— start Dataset excerpts —

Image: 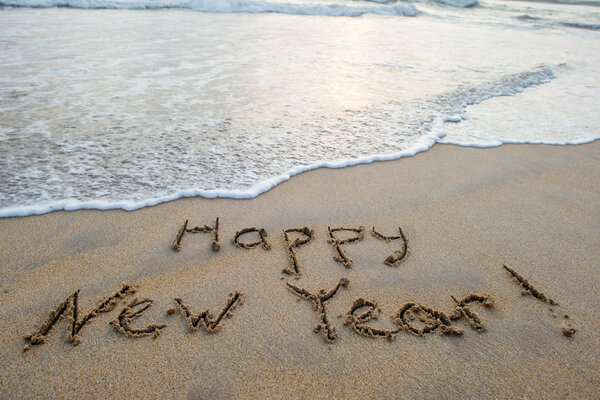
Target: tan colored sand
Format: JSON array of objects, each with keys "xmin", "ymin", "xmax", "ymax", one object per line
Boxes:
[{"xmin": 0, "ymin": 142, "xmax": 600, "ymax": 399}]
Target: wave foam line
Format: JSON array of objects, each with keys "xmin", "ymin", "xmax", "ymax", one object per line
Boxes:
[
  {"xmin": 0, "ymin": 66, "xmax": 600, "ymax": 217},
  {"xmin": 0, "ymin": 0, "xmax": 418, "ymax": 17}
]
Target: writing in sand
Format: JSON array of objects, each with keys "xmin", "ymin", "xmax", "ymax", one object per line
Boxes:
[{"xmin": 24, "ymin": 217, "xmax": 576, "ymax": 350}]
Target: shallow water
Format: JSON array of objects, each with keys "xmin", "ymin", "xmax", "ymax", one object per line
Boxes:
[{"xmin": 0, "ymin": 0, "xmax": 600, "ymax": 216}]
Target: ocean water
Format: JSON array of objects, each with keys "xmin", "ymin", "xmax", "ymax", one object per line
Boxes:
[{"xmin": 0, "ymin": 0, "xmax": 600, "ymax": 216}]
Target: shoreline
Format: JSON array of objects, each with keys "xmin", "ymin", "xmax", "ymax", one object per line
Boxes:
[
  {"xmin": 0, "ymin": 138, "xmax": 600, "ymax": 219},
  {"xmin": 0, "ymin": 141, "xmax": 600, "ymax": 398}
]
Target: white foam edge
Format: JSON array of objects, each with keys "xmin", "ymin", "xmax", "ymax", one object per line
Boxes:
[{"xmin": 0, "ymin": 115, "xmax": 600, "ymax": 218}]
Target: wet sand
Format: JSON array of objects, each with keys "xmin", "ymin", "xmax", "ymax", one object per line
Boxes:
[{"xmin": 0, "ymin": 142, "xmax": 600, "ymax": 398}]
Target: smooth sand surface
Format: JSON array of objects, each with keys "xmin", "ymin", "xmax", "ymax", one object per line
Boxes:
[{"xmin": 0, "ymin": 142, "xmax": 600, "ymax": 399}]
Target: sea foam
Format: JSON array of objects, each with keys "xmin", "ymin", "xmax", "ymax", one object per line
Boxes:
[{"xmin": 0, "ymin": 0, "xmax": 420, "ymax": 17}]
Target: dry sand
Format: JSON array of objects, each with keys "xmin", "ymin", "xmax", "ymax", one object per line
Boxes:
[{"xmin": 0, "ymin": 142, "xmax": 600, "ymax": 399}]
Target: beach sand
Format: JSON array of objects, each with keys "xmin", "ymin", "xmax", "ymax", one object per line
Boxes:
[{"xmin": 0, "ymin": 142, "xmax": 600, "ymax": 399}]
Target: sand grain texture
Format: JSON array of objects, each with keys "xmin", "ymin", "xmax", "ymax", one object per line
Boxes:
[{"xmin": 0, "ymin": 142, "xmax": 600, "ymax": 399}]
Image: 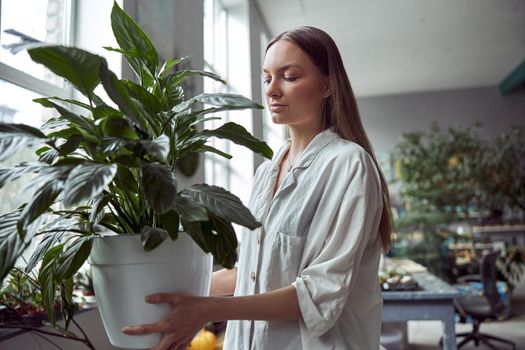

— end Dataset excerpts —

=== Exercise requirements ===
Pick out every line of the rows above that contains the string "sand", and copy each one. Case counts.

=== Output for this exercise ===
Target: tan colored sand
Target: writing in sand
Target: wet sand
Target: smooth sand surface
Target: dry sand
Target: beach sand
Target: sand grain texture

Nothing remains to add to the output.